▶ Items from a data source
- - - - -

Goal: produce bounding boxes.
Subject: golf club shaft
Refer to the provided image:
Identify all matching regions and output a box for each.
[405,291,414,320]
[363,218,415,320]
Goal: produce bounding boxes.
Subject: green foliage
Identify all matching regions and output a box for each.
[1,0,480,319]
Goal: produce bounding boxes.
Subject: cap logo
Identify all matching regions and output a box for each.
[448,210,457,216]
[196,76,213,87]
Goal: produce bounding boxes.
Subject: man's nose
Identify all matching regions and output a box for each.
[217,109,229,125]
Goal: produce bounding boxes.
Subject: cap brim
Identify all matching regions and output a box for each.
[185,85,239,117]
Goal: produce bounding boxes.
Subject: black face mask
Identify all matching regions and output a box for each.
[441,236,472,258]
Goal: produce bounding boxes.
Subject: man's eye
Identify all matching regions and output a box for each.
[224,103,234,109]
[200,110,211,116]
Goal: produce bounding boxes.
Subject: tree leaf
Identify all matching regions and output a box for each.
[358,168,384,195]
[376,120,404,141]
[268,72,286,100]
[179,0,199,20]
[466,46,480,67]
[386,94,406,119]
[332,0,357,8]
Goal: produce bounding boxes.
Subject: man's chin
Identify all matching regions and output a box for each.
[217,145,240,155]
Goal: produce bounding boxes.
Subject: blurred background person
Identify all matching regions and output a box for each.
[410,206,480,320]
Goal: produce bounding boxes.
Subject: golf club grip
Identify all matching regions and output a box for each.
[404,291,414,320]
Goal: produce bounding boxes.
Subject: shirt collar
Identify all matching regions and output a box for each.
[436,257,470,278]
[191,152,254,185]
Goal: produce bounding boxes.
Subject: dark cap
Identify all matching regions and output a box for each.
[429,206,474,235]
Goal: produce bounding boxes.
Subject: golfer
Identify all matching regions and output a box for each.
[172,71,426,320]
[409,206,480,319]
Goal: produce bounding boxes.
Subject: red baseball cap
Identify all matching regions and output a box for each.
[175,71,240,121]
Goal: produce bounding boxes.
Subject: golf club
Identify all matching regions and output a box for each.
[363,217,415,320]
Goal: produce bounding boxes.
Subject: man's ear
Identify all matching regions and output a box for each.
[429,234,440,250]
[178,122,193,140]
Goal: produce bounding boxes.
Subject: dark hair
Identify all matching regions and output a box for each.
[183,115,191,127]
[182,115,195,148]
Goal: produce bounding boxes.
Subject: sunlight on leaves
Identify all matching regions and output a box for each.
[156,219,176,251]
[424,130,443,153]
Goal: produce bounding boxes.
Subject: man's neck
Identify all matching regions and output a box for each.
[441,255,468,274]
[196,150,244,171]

- - - - -

▶ WHAT TO PRODUCE
Go through the records above and repeat each one exactly.

▶ REPLY
Goal: produce bounding boxes.
Subject: golf club shaft
Refer to the provided image:
Identify all matching regions and output a box for each.
[405,291,414,320]
[363,218,415,320]
Goal: produce bounding boxes.
Subject: green foliage
Identify all matching regions and output a box for each.
[1,0,480,319]
Goal: produce bounding boxes.
Subject: cap logo
Identify all matching regions and output a box for each.
[448,210,457,216]
[196,76,213,87]
Goal: produce bounding boxes.
Subject: man's nose
Identify all matching regions and output a box for each.
[217,109,229,125]
Goal: produce bounding boxes.
Subject: cap brim
Identify all matching regions and output a box for each.
[185,85,239,117]
Goal: produce bounding boxes.
Subject: black face mask
Identify all matching regions and output a box for each.
[441,236,472,258]
Goal: produce bounding boxes.
Subject: man's eye
Identify all matching regions and output a box for each.
[224,103,234,109]
[200,110,211,116]
Goal: produce bounding boxes.
Subject: tree leaf
Identify all matching regions and output a box for each.
[358,168,384,195]
[376,120,404,141]
[268,72,286,100]
[179,0,199,20]
[466,46,480,67]
[386,94,406,119]
[332,0,357,8]
Goal: produce bounding boxes.
Subject: man's chin
Identify all matching regions and output a box for each.
[217,145,240,155]
Goal: produce bounding boxes.
Subject: blurred background person
Identify all matching regions and output a box for each.
[410,206,480,320]
Goal: produce bounding boxes.
Subject: golf club grip
Identify all matching regions and output a box for each.
[404,291,414,320]
Goal: produce bounding boxes.
Subject: shirt collar
Identify all matching regions and output a box for each.
[436,257,470,278]
[191,152,254,185]
Goal: produce bounding boxes.
Subject: dark cap
Identify all matching regions and output a box for each.
[429,206,474,235]
Goal: produce bounding boxes.
Subject: golfer
Identify all matching regions and output a box for each.
[172,71,426,320]
[409,206,480,319]
Goal: produce bounding boxes.
Subject: red baseball cap
Identify all matching regions and output a box for each.
[175,71,240,121]
Goal: produce bounding boxes.
Subject: golf club
Identify all matching regions and output a box for each.
[363,217,415,320]
Goal: produce bounding boxes.
Subject: man's ear
Identify all matching regions and output a box for each.
[429,234,440,250]
[178,122,193,140]
Goal: produce bounding boxes.
Subject: dark hair
Identify all matching regions and output a box for each.
[183,115,191,127]
[182,115,195,148]
Goal: produce bounding boxes.
Subject: sunlight on leaves
Identify all matching regions and output a box for each.
[156,219,176,251]
[424,130,443,153]
Goal: produce bounding boxes.
Subject: man's neck
Identify all matching regions and output a box for each.
[441,255,468,274]
[196,150,244,171]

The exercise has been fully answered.